Start of Material

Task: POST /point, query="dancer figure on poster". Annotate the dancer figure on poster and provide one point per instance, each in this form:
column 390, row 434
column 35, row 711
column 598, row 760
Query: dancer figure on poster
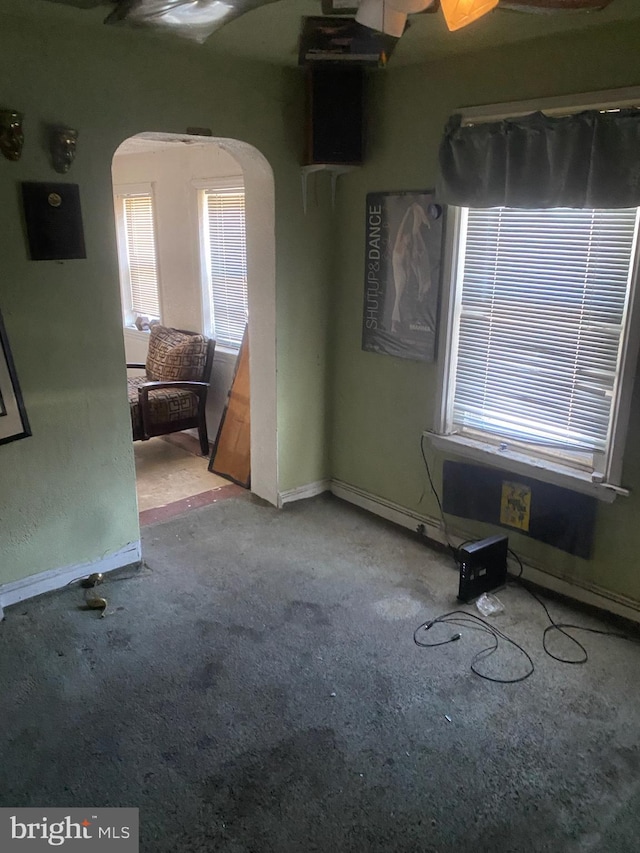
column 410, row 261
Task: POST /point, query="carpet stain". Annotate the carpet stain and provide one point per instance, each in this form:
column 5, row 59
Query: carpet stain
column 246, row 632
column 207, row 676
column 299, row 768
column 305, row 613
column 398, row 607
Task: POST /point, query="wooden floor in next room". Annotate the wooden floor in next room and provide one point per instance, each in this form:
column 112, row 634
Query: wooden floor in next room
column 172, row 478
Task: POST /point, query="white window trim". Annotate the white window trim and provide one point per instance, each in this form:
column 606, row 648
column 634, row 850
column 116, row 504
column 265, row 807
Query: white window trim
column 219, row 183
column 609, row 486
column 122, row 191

End of Material
Start of Material

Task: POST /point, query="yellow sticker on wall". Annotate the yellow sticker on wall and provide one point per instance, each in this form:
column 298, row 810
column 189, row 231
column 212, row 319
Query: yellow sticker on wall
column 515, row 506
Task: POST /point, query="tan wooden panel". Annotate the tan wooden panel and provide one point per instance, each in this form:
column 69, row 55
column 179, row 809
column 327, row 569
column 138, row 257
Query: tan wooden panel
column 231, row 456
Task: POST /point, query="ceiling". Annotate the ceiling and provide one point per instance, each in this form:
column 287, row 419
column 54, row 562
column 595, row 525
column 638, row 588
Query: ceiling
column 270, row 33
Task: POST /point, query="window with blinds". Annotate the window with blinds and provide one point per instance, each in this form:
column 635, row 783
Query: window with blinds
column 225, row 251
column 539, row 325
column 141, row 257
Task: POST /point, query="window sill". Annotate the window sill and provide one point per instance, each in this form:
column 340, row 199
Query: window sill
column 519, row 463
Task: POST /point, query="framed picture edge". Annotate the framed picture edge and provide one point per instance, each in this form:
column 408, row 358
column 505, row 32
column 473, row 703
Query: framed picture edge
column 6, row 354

End of Material

### Exercise
Render the lines between the one holding "the window with" and the one holding "column 141, row 257", inclusive, as a Markdown table with columns Row and Line, numbering each line and skipping blank ones. Include no other lines.

### Written answer
| Row | Line |
|---|---|
| 1 | Task: POST /point, query="window with blinds". Annotate the window with blinds and provide one point per instance, each in this form: |
| 2 | column 635, row 783 |
| 3 | Query: window with blinds |
| 4 | column 225, row 251 |
| 5 | column 539, row 325 |
| 6 | column 141, row 257 |